----- Testo del documento -----
La koinè fu anche la lingua della
letteratura ellenistica e si rivelò
fondamentale per il consolidamento
definitivo della “civiltà del libro”. In
età arcaica e per parte dell’età
classica, infatti, la letteratura era
fruita esclusivamente oralmente, è con
l’età ellenistica che la comunicazione
letteraria per la prima volta muta e
diventa anche lettura individuale.
Questo altro incredibile passo in avanti
mostra però anche dei limiti: la civiltà
del libro appartiene soltanto a un
pubblico ristretto ed elitario e i ceti
bassi ne restano esclusi. Si differenzia
così una cultura alta da una cultura
popolare che intanto continua a
svilupparsi per le strade in forme
abbastanza tradizionali. Ed è forse
questo il motivo principale per cui si
può parlare di ellenismo come
“tentativo” non sufficientemente
completo di uniformazione di un mondo:
la cultura i fatti non permeano nelle
masse che, pur diventate agglomerati di
“cittadini del mondo”, restano escluse
da importanti settori della vita
pubblica.
Il rapido scemare della civiltà orale e
la sempre più imponente funzione del
libro furono anche i fattori che
portarono alla nascita della filologia,
disciplina nuovissima che meriterebbe
una trattazione a parte e che per ovvi
motivi ci permetteremo di non
approfondire.
----- Righe memorizzate -----
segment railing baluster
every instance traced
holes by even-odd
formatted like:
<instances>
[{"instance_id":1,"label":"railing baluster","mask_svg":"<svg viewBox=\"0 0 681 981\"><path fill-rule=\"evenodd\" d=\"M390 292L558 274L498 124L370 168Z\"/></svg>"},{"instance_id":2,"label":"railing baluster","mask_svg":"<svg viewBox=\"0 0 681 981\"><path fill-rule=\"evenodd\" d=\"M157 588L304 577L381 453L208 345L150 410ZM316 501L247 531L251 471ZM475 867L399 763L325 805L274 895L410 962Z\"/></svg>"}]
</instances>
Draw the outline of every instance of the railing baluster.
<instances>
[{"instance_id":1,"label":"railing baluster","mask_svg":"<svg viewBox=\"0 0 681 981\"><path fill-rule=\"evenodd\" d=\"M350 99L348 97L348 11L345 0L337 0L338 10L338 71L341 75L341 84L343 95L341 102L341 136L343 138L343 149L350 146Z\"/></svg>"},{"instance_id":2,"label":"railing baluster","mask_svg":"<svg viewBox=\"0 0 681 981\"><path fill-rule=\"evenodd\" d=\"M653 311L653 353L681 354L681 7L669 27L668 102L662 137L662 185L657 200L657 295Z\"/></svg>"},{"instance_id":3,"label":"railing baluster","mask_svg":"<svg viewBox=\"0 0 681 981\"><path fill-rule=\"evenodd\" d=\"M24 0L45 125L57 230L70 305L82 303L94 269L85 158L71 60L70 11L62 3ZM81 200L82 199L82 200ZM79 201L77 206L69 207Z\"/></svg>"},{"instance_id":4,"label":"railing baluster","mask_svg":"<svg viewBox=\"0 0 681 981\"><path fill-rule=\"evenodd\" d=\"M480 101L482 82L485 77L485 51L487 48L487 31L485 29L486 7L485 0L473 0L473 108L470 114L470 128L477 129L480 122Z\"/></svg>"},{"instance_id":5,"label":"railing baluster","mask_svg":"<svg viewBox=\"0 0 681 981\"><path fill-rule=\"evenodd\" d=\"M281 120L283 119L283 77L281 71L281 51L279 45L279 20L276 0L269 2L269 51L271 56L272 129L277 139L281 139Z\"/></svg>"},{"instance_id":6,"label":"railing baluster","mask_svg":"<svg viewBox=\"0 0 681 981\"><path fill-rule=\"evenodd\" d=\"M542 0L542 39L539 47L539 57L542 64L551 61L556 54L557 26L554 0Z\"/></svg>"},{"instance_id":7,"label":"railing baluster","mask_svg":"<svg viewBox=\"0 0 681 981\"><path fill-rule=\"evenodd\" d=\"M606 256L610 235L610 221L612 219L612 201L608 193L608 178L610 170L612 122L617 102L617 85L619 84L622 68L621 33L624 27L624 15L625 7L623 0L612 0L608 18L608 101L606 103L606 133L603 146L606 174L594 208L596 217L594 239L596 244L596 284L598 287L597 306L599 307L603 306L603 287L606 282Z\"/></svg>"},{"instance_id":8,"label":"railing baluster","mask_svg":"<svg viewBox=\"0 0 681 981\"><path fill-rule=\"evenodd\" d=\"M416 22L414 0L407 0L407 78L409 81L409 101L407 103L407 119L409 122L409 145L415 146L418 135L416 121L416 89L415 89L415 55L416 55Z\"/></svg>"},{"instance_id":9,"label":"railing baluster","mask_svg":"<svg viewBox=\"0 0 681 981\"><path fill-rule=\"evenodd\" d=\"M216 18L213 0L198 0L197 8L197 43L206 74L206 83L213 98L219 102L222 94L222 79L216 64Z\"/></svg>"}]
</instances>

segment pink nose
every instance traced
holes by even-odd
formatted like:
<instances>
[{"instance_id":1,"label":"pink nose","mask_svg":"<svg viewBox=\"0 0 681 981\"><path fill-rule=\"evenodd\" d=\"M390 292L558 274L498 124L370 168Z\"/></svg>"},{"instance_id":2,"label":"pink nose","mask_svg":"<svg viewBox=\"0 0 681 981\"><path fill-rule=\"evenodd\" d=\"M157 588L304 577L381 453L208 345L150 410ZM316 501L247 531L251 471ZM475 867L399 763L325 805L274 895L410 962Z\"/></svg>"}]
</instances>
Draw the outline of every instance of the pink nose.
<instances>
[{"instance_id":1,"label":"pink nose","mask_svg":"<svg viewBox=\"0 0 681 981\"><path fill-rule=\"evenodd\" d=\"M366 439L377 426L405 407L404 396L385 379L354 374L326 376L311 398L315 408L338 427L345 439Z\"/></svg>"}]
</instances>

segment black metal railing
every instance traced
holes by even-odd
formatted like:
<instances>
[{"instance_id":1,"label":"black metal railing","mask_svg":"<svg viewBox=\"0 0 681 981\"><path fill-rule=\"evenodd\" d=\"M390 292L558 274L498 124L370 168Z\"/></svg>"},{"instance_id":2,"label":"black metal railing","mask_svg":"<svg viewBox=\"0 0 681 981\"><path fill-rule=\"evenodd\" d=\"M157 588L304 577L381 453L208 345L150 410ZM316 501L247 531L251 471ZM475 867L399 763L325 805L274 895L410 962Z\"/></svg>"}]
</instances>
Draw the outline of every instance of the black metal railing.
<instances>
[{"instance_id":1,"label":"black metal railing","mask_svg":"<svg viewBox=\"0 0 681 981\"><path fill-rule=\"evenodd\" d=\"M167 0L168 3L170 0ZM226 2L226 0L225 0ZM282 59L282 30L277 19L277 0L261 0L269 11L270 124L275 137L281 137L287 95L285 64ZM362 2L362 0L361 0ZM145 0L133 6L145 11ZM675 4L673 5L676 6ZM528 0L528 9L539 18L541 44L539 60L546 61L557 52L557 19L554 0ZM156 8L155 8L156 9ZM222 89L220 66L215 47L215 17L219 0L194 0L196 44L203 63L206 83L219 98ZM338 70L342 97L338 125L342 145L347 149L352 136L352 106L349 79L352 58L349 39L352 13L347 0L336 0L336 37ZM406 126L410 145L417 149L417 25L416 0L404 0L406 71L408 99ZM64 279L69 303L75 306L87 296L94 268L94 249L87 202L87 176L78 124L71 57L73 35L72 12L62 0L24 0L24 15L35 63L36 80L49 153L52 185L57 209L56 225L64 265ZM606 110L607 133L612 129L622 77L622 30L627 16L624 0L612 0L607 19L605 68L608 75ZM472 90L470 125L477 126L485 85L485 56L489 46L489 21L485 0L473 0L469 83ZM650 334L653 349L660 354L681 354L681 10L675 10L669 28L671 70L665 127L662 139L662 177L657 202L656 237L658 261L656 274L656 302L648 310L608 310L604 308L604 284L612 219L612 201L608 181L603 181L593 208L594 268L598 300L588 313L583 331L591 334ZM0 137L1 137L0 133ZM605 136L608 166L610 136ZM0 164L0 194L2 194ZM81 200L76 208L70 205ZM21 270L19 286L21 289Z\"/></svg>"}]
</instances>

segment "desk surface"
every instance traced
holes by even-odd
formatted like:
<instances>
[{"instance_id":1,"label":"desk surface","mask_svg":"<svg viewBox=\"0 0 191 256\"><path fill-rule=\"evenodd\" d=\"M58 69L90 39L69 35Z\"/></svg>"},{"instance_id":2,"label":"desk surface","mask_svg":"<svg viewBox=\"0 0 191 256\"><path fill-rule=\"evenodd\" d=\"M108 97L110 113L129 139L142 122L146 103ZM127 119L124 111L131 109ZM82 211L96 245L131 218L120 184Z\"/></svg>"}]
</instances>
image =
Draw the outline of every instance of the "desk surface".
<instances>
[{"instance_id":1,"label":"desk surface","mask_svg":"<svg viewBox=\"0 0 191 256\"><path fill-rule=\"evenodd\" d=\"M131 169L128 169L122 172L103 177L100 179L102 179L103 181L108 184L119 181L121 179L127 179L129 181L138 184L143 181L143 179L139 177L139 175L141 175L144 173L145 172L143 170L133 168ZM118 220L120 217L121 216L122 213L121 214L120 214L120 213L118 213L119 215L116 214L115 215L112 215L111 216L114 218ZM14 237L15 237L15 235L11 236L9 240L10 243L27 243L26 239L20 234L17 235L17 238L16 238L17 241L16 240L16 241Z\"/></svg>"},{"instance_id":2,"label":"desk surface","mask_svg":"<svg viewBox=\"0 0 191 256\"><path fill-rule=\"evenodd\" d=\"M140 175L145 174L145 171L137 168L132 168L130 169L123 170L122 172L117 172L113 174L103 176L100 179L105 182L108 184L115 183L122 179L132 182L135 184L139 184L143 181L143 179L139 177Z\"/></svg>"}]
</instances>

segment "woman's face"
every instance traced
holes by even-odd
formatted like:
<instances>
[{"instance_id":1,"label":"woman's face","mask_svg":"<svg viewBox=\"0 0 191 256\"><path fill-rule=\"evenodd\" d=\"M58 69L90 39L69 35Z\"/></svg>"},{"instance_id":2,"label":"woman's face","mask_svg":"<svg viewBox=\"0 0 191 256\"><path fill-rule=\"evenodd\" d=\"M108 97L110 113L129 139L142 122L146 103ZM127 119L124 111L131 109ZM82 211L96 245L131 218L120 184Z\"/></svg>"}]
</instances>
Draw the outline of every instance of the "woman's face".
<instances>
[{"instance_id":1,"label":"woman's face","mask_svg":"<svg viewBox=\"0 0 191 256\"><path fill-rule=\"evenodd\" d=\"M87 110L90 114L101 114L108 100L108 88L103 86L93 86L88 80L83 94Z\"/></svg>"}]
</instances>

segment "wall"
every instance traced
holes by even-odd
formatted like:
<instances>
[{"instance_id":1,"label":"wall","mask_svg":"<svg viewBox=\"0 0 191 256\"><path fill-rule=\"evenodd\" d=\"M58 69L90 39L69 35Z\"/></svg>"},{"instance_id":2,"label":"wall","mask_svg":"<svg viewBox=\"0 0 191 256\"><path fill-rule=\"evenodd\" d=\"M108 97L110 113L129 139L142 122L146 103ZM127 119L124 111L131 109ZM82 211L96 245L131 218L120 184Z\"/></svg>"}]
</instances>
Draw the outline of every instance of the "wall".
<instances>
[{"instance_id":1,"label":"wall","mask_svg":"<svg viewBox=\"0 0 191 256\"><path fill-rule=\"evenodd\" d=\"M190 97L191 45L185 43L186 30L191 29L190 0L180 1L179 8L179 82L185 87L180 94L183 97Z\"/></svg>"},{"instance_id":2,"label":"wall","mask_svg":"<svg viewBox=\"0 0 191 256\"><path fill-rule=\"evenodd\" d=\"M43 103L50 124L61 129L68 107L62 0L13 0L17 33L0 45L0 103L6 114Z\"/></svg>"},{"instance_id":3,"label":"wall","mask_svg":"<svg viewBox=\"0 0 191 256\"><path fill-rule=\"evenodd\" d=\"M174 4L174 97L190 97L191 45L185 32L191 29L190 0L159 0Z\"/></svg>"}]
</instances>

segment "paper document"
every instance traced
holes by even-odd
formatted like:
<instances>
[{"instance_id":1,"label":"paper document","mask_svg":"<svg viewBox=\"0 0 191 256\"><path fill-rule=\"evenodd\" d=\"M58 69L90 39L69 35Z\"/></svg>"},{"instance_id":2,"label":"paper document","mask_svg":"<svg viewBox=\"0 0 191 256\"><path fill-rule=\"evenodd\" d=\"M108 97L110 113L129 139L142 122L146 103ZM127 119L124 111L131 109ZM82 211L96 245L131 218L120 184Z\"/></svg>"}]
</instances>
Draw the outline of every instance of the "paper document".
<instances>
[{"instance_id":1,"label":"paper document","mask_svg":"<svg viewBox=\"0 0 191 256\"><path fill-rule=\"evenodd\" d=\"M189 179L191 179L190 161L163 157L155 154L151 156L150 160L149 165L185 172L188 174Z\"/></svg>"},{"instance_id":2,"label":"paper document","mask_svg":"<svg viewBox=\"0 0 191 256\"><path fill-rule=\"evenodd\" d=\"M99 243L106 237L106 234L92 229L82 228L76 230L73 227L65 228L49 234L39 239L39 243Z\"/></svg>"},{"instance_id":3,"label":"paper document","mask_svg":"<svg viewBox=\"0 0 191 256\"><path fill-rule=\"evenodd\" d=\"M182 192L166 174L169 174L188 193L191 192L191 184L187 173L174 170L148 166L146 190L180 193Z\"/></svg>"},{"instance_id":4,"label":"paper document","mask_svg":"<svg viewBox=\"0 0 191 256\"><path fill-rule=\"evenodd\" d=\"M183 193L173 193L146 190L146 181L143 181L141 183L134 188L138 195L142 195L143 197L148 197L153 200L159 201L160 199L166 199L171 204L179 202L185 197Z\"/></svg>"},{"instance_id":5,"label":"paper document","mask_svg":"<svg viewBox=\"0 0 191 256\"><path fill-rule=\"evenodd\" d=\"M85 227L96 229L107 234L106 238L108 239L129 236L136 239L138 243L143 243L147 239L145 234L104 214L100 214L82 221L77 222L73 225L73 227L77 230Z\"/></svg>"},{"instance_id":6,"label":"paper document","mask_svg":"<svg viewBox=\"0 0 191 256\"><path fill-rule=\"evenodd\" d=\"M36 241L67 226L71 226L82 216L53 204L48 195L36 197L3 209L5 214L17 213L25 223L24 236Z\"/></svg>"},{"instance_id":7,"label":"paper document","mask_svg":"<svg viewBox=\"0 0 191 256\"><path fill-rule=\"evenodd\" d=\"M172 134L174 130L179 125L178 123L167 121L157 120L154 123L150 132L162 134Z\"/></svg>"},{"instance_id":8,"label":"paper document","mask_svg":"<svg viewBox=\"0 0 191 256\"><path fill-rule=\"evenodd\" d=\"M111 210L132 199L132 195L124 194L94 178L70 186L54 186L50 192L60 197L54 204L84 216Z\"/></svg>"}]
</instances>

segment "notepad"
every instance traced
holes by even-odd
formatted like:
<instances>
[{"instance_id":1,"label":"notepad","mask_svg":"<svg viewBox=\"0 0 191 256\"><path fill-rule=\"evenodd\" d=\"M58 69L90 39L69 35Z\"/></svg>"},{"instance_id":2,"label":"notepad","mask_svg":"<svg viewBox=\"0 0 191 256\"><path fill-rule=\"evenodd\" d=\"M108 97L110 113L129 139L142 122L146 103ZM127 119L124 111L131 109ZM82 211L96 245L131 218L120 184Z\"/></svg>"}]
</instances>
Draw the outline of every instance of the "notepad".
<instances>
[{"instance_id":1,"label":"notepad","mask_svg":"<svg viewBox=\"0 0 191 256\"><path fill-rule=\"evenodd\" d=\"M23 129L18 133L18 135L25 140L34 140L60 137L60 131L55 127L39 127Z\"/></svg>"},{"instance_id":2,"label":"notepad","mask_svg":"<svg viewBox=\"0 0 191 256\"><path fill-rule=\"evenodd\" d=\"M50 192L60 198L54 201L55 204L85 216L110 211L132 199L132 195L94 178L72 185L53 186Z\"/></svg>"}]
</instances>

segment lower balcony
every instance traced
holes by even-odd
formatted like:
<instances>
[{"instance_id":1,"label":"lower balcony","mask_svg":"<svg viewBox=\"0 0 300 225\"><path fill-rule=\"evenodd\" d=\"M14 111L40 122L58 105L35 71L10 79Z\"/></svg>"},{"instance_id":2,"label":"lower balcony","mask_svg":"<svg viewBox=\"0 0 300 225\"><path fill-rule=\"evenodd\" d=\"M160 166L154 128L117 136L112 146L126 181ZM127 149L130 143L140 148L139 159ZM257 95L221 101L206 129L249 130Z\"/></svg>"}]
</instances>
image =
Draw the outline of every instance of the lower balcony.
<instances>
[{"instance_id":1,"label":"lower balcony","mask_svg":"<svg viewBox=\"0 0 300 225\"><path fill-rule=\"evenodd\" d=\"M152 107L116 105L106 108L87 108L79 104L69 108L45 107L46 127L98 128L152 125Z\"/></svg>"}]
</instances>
-----
▶ _Requisiti dei compiti_:
**1.** Indica se ciascuna delle seguenti affermazioni concorda con il testo sulla letteratura ellenistica, rispondendo sì o no e citando alla lettera le parole del testo che lo stabiliscono. (a) In età arcaica la letteratura veniva fruita soltanto oralmente. (b) La civiltà del libro era accessibile anche ai ceti bassi. (c) Il testo tratta in modo approfondito la filologia.
**2.** Sostituisci "filologia" con "grammatica" e riporta il passo del testo sulla letteratura ellenistica da "Il rapido scemare" fino a "approfondire." compreso.
**3.** Secondo il testo sulla letteratura ellenistica, quali fattori portarono alla nascita della filologia?

▶ _Soluzioni degli esercizi_:
**1.**
(a) Sì: "la letteratura era fruita esclusivamente oralmente".
(b) No: "i ceti bassi ne restano esclusi".
(c) No: "ci permetteremo di non approfondire".

**2.**
Il rapido scemare della civiltà orale e
la sempre più imponente funzione del
libro furono anche i fattori che
portarono alla nascita della grammatica,
disciplina nuovissima che meriterebbe
una trattazione a parte e che per ovvi
motivi ci permetteremo di non
approfondire.

**3.** Il rapido scemare della civiltà orale e la sempre più imponente funzione del libro.